TO BE DONE - Retype a passage from the forum thread below on a cockatiel's fear of hands, beginning at the words "Hi Viggz, I" and stopping after the words "anyone else has.".

TEXT EXCERPT -
§ §

# Fear of hands



## viggz (Jul 27, 2016)

Hello everybody! I recently adopted a male cockatiel from a shelter a little over a month ago. The only thing I know about his past is that he had been seized by animal control. I spend a good amount of time with him daily and in the past month he now perches on my head/shoulder, mimics my whistles, gives kisses, enters/exit his cage on command, etc. With some love and attention his demeanor changed overnight, with one exception... he has a TERRIBLE fear of hands!! I have previous experience training birds, but none of my tricks seem to be working on lessing his fear. I'm guessing he has some past trauma with hands, and with not knowing details of his past it could have been ongoing for years. He will take sunflower seeds(his favorite treat) from my hand(and only my hand), but with great hesitation. Without a treat if a hand gets within a foot of him he immediately starts lunging, hissing, and biting(and often even if there is a treat involved). If anyone has any advice it would be greatly appreciated!


----------



## Birds&Boxers (Dec 23, 2014)

Hi Viggz, I don't have any real advice, but I just wanted to say that my male has the same issue with hands. You're actually doing better than me, as he won't even take food from my hands and I've had him more than a year. He's a happy healthy bird otherwise, and enjoys interacting with me in many other ways, but it would be nice if I could help him be more comfortable with hands. I'll be keeping an eye on this thread for whatever advice anyone else has.

§ §

ENTRIES SHOWN -
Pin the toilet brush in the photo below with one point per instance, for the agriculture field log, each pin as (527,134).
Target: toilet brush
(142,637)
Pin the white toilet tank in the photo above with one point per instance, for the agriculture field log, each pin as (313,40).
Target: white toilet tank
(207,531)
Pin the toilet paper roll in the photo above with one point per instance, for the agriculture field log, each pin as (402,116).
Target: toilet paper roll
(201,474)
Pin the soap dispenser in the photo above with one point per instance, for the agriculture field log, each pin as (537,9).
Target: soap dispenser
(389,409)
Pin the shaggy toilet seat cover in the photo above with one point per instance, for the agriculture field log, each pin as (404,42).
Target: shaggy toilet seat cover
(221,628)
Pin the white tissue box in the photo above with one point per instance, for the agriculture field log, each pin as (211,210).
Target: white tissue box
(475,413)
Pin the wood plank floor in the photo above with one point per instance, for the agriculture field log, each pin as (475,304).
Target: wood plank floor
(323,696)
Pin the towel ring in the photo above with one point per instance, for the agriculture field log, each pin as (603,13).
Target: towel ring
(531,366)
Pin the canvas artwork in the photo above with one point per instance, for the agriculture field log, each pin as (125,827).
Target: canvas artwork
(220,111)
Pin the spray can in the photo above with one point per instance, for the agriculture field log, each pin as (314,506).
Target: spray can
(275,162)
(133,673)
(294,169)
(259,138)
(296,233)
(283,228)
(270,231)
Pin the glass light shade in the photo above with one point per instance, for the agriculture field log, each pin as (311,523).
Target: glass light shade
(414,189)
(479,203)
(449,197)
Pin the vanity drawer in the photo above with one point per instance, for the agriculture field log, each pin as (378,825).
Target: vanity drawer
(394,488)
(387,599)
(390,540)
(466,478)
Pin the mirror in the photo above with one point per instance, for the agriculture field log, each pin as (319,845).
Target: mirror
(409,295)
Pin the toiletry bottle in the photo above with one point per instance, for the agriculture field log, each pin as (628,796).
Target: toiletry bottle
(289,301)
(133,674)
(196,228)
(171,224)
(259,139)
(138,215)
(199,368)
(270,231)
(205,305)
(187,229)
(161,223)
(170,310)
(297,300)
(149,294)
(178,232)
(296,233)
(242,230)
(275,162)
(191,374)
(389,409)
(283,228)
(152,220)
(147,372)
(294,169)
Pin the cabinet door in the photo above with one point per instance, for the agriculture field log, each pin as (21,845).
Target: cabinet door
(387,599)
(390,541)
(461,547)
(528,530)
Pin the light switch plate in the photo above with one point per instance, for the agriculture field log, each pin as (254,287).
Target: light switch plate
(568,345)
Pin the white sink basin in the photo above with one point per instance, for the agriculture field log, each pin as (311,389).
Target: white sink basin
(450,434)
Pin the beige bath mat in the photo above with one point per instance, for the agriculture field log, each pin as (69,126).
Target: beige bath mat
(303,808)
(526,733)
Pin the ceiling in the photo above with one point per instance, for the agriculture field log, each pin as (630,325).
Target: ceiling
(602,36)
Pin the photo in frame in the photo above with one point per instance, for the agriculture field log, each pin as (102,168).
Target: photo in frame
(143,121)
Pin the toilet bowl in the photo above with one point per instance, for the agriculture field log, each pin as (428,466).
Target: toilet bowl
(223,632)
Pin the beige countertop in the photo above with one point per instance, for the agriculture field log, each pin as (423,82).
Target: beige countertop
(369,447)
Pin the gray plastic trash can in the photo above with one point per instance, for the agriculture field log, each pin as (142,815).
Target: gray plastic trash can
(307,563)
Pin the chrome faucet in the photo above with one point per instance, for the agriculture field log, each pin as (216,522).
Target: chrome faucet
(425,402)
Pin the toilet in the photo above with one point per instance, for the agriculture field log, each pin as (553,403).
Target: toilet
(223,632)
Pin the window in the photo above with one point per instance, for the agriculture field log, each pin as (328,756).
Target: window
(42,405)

§ §

THE ANSWER -
Hi Viggz, I don't have any real advice, but I just wanted to say that my male has the same issue with hands. You're actually doing better than me, as he won't even take food from my hands and I've had him more than a year. He's a happy healthy bird otherwise, and enjoys interacting with me in many other ways, but it would be nice if I could help him be more comfortable with hands. I'll be keeping an eye on this thread for whatever advice anyone else has.